* **TASK REQUIREMENTS**
Reproduce the material exactly, omitting nothing.

Stored data entries
--- begin ---

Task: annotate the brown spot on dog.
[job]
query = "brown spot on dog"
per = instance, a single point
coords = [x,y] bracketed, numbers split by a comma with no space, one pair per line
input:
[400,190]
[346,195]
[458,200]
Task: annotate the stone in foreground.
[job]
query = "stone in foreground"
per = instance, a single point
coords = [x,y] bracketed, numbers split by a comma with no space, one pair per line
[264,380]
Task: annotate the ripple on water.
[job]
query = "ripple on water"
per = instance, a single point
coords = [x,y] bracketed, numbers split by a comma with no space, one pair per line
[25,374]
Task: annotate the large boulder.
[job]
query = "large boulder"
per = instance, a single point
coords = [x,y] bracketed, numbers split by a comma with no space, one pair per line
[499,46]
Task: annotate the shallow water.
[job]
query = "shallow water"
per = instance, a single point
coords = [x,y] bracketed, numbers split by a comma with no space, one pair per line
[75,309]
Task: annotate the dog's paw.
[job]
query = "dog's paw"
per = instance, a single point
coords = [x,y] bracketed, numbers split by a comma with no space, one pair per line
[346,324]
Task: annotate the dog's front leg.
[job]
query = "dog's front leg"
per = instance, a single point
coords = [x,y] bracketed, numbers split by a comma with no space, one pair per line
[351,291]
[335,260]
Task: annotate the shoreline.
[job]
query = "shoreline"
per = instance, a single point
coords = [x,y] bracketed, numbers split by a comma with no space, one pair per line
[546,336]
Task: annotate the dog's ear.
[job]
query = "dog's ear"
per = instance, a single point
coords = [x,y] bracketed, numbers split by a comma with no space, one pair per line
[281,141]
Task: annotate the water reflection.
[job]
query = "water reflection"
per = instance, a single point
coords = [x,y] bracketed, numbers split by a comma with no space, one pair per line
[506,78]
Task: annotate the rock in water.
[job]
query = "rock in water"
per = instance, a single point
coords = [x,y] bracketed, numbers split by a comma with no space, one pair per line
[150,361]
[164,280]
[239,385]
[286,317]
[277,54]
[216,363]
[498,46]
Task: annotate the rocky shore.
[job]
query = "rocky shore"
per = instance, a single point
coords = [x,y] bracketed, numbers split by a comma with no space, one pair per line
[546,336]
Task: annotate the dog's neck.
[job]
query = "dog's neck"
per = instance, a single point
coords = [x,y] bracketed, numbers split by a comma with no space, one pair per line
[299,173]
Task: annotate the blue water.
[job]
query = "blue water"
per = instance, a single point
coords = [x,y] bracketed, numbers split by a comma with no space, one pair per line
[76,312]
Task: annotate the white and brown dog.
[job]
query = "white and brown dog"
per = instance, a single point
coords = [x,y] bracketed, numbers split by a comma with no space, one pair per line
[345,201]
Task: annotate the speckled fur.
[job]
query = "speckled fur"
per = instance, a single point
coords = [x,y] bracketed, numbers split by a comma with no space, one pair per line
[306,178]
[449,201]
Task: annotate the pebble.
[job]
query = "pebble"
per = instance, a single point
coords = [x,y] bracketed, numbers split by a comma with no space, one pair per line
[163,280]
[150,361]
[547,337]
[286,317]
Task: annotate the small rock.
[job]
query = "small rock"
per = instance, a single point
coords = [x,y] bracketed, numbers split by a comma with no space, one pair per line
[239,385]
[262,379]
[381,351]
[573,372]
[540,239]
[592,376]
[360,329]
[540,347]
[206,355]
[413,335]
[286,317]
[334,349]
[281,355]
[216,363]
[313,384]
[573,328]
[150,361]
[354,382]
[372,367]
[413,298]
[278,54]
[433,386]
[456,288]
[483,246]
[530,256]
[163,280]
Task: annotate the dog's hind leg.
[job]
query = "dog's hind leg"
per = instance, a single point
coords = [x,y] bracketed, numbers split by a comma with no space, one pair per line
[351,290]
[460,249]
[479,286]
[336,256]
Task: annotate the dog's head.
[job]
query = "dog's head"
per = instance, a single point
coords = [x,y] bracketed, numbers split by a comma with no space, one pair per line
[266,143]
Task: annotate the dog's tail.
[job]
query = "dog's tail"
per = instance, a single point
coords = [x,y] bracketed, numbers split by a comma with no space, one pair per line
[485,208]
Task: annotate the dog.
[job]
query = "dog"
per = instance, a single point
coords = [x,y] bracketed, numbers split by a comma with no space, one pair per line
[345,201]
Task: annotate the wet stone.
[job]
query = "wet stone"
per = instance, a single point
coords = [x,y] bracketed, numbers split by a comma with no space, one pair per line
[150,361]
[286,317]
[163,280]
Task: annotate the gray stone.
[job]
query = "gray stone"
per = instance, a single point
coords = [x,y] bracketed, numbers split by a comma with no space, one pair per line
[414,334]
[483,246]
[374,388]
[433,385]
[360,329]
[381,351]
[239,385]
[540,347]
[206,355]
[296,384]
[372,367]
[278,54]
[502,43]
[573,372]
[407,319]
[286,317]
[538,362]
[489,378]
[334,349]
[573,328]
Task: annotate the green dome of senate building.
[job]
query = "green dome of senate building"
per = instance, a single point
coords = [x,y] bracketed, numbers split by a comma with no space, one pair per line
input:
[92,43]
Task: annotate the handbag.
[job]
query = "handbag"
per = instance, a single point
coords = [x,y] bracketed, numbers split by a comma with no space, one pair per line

--- end ---

* **WRITTEN REPLY**
Task: annotate the brown spot on dog.
[job]
query = "brown spot on dog"
per = instance, a single point
coords = [x,y] bracketed, numbers split by a comma with no space, one pair per line
input:
[400,190]
[346,195]
[458,200]
Task: annotate the stone in foreground.
[job]
query = "stone in foreground"
per = instance, a single point
coords = [x,y] bracketed, numbers split by a comma with no space, one pair per line
[264,380]
Task: annotate the ripple on water.
[job]
query = "ripple on water"
per = instance, a single point
coords = [x,y] bracketed, numbers split by a comma with no space, one pair per line
[25,374]
Task: annotate the large boulder.
[job]
query = "large boulder"
per = instance, a single point
coords = [x,y] bracketed, numbers split by a comma with no space, one pair per line
[499,46]
Task: annotate the shallow water.
[job]
query = "shallow water"
per = instance, a single point
coords = [x,y] bracketed, numbers split by a comma with no space, one pair per line
[75,309]
Task: annotate the dog's paw.
[job]
query = "dog's paw"
per = instance, a single point
coords = [x,y] bracketed, numbers split by a comma with no space, one pair per line
[346,324]
Task: annotate the dog's front leg.
[job]
query = "dog's front leg"
per = instance, a single point
coords = [x,y] bracketed, numbers split by a comma with no space, one pair per line
[351,291]
[335,260]
Task: annotate the shoreline.
[job]
query = "shoreline"
per = instance, a single point
coords = [x,y] bracketed, numbers split by a comma with no space, one pair per line
[546,336]
Task: annotate the dog's ear.
[job]
query = "dog's ear"
per = instance, a single point
coords = [x,y] bracketed, numbers split by a comma with no space, one pair per line
[281,141]
Task: annotate the water reflection.
[job]
query = "water reflection"
per = instance, a single point
coords = [x,y] bracketed, numbers split by a comma with no space, one pair per line
[506,78]
Task: annotate the rock in water.
[job]
query = "rock in water"
per = instance, a single point
coords = [x,y] bracketed, numbers split by a comma with no space, one pair per line
[150,361]
[164,280]
[239,385]
[286,317]
[277,54]
[216,363]
[498,46]
Task: annotate the rocky shore.
[job]
query = "rocky shore"
per = instance, a single point
coords = [x,y] bracketed, numbers split by a comma with no space, one pair per line
[546,336]
Task: annotate the dog's neck.
[job]
query = "dog's neck"
per = instance, a single point
coords = [x,y] bracketed, numbers split by a comma with no space, one pair per line
[299,173]
Task: annotate the blue water.
[job]
query = "blue water"
per = instance, a single point
coords = [x,y] bracketed, numbers split by a comma with no space, one pair per line
[76,312]
Task: annotate the white and brown dog.
[job]
query = "white and brown dog"
per = instance, a single point
coords = [x,y] bracketed, numbers split by a comma with no space, one pair per line
[345,201]
Task: annotate the speckled fur.
[job]
query = "speckled fur"
per = instance, a single point
coords = [x,y] bracketed, numbers split by a comma with no space, one pair per line
[306,178]
[449,201]
Task: annotate the pebble.
[job]
query = "pebble"
per = instance, a single point
coords = [x,y] bracketed, numbers split by a comma with no space, one pair per line
[163,280]
[150,361]
[547,337]
[286,317]
Task: annotate the small rock.
[job]
query = "small rock"
per = instance, a single point
coords = [x,y] bracketed, numbers split by a comma with no space, one pair per line
[239,385]
[262,379]
[381,351]
[573,372]
[540,239]
[592,376]
[360,329]
[540,347]
[206,355]
[413,335]
[286,317]
[334,349]
[281,355]
[216,363]
[313,384]
[573,328]
[150,361]
[354,382]
[372,367]
[413,298]
[278,54]
[433,386]
[456,288]
[483,246]
[530,256]
[163,280]
Task: annotate the dog's hind leg.
[job]
query = "dog's hind leg"
per = instance, a single point
coords = [x,y] bracketed, numbers split by a comma with no space, one pair per line
[351,290]
[460,249]
[479,286]
[336,256]
Task: annotate the dog's head.
[job]
query = "dog's head"
per = instance, a single point
coords = [x,y] bracketed, numbers split by a comma with no space, one pair per line
[266,143]
Task: annotate the dog's tail.
[job]
query = "dog's tail"
per = instance, a single point
coords = [x,y] bracketed, numbers split by a comma with no space, one pair per line
[485,208]
Task: annotate the dog.
[job]
query = "dog"
per = instance, a single point
coords = [x,y] bracketed, numbers split by a comma with no space, one pair per line
[345,201]
Task: annotate the wet stone.
[job]
query = "wet stone"
per = instance, a single point
coords = [x,y] bracketed, numbers split by a comma with no space, one pair per line
[150,361]
[286,317]
[163,280]
Task: annotate the gray stone.
[job]
query = "gray stone"
per = instance, a single point
coords = [x,y] bracketed, numbers split by a comma with no space, one pair per line
[414,334]
[483,246]
[374,388]
[433,385]
[360,329]
[381,351]
[239,385]
[540,347]
[206,355]
[296,384]
[372,367]
[278,54]
[502,43]
[573,372]
[407,319]
[286,317]
[538,362]
[489,378]
[334,349]
[573,328]
Task: annotate the green dome of senate building.
[job]
query = "green dome of senate building"
per = instance, a single point
coords = [x,y] bracketed, numbers split by a comma with no space, one pair per line
input:
[92,43]
Task: annotate the handbag.
[job]
query = "handbag"
per = instance, a single point
coords = [x,y] bracketed, numbers split by a comma with no space, one pair per line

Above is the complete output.